Na Gafanha da Nazaré, o quarto almoço de Natal, organizado neste Sábado pelo Apostolado do Mar de Aveiro, em parceria com a Fundação Prior Sardo, contou com a presença de 55 pessoas carenciadas, menos 20 do que na edição do ano passado.

O diácono José Simões, presidente daquele Organismo, referiu que a crise reflecte-se nas ofertas recolhidas para a refeição, provenientes de empresas ligadas ao sector das pescas. “Se tivéssemos convidado 150 ou 200 pessoas, decerto que viriam”, afirmou o dirigente.

Sem as ofertas de géneros, estas iniciativas solidárias não seriam possíveis. Elisabete Cardoso fala dos “milagres” que têm ocorrido na festa organizada pela CVP. Lembrou que há dois anos o armazém dos víveres foi assaltado a poucos dias da ceia de Natal e que, no final dos três dias, sobraram alimentos como nunca. “Este ano aconteceu o milagre da multiplicação. Chegámos a pensar que não tínhamos ceia para todos”, o que não veio a suceder.

Noites quentes

Na próxima Quarta-feira, pelas 20h, a Cáritas de Setúbal vai também organizar uma festa de Natal.

A directora daquela instituição de solidariedade, Isabel Monteiro, espera a presença dos sem-abrigo, mas também de pessoas que moram “em casas abandonadas ou muito degradadas, sem as mínimas condições de habitabilidade” ou que “vivem em barcos ou carros velhos”.

Além dos utentes que habitualmente recorrem à Cáritas, “há muitos outros que nessa noite vêm para passar a consoada”.

Nos últimos meses o número de pessoas que pediram a protecção daquela instituição da Igreja “subiu muito”: entre 25% a 30%, estimou Isabel Monteiro.

A responsável sublinhou que o encontro, que ocorrerá no Centro Social da Anunciada, é mais do que uma ceia, “até porque nós damos diariamente de almoçar e de jantar a grande parte destas pessoas”.

“O que se pretende – explicou – é que o grande presente seja o afecto e, sobretudo, a proximidade, que nos faça partilhar de uma forma mais sensível a verdadeira pobreza e o espírito de Natal”. Porque uma das maiores pobrezas – e uma das mais escondidas – consiste na clandestinidade existencial e relacional de muitos pobres.

A importância destas iniciativas para a integração social foi exemplificada com um episódio contado pela responsável. “Na consoada de 2008 – contou – sensibilizou-me muito uma senhora imigrante, com as filhas, que me dizia: ‘É a primeira vez, em muitos anos, que tenho a possibilidade de tirar fotografias de uma festa de Natal para mandar para o Brasil’”.

Por isso Isabel Monteiro espera que, mais uma vez, a consoada de 23 de Dezembro “seja uma noite quente em todos os aspectos”.

Responsabilidade social

“Recusámos centenas de inscrições. Há cada vez mais pessoas a querer ajudar. É incrível!”, referiu Elisabete Cardoso, a propósito do acréscimo de voluntários que quiseram participar na festa da Comunidade Vida e Paz.

• Dados em bruto
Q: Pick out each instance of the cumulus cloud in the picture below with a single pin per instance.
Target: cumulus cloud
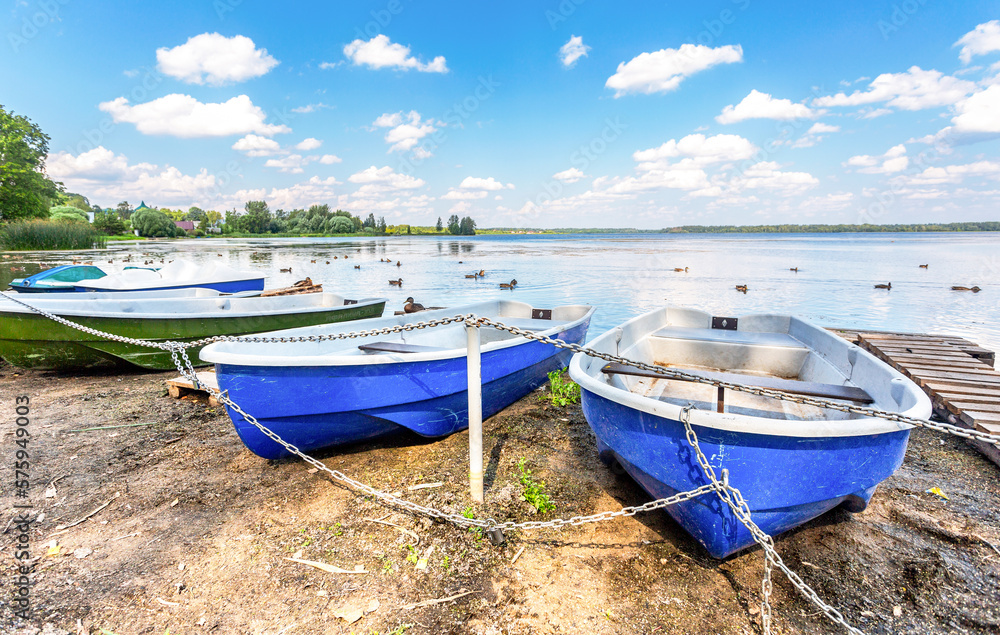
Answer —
(664, 70)
(758, 105)
(700, 149)
(380, 180)
(405, 130)
(380, 52)
(916, 89)
(184, 116)
(257, 146)
(308, 144)
(490, 184)
(894, 160)
(573, 50)
(105, 175)
(571, 175)
(214, 59)
(984, 39)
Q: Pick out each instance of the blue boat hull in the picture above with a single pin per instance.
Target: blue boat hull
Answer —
(316, 407)
(786, 481)
(231, 286)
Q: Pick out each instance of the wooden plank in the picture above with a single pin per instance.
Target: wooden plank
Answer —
(992, 380)
(944, 387)
(830, 391)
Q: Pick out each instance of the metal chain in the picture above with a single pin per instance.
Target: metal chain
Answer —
(732, 497)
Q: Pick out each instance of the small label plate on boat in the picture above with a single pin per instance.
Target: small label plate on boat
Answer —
(725, 324)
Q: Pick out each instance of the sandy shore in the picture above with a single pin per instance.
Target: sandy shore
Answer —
(197, 533)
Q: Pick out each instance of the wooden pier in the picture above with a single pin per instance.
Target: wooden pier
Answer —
(957, 374)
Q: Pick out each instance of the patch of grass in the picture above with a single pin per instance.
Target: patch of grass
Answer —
(35, 235)
(534, 491)
(562, 391)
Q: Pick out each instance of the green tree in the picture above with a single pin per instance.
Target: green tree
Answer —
(124, 210)
(69, 214)
(109, 223)
(153, 222)
(25, 190)
(257, 218)
(467, 227)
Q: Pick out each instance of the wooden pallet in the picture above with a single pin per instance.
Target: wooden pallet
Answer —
(180, 386)
(957, 375)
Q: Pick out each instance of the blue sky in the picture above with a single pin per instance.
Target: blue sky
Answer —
(527, 114)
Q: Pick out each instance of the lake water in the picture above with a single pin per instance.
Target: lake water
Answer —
(625, 275)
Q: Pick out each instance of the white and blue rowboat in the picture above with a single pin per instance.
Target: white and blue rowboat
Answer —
(179, 274)
(321, 394)
(792, 462)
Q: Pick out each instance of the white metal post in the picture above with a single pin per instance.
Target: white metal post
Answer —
(475, 376)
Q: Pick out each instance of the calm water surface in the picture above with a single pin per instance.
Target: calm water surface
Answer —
(625, 275)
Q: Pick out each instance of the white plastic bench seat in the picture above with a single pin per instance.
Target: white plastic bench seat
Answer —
(782, 340)
(529, 324)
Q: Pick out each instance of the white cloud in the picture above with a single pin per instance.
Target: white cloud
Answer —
(308, 144)
(186, 117)
(701, 149)
(257, 146)
(315, 191)
(214, 59)
(916, 89)
(109, 177)
(978, 113)
(291, 164)
(664, 70)
(814, 135)
(767, 175)
(984, 39)
(954, 174)
(379, 180)
(571, 175)
(461, 195)
(758, 105)
(476, 183)
(380, 52)
(894, 160)
(405, 130)
(573, 50)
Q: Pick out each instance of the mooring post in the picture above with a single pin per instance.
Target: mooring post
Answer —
(475, 373)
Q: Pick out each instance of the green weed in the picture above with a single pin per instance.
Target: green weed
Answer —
(534, 491)
(562, 391)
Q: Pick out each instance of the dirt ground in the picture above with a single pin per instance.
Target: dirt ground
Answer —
(197, 533)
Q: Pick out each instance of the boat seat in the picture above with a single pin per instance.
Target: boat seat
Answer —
(794, 386)
(398, 347)
(530, 324)
(782, 340)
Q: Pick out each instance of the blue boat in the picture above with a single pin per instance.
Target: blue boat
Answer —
(58, 279)
(179, 274)
(791, 462)
(335, 392)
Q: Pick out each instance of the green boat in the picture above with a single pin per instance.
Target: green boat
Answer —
(30, 340)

• Instruções da tarefa
No texto sobre as festas solidárias de Natal, copie sem alterações tudo o que vai desde "Responsabilidade social" até "Vida e Paz.".

• Resultado da tarefa
Responsabilidade social

“Recusámos centenas de inscrições. Há cada vez mais pessoas a querer ajudar. É incrível!”, referiu Elisabete Cardoso, a propósito do acréscimo de voluntários que quiseram participar na festa da Comunidade Vida e Paz.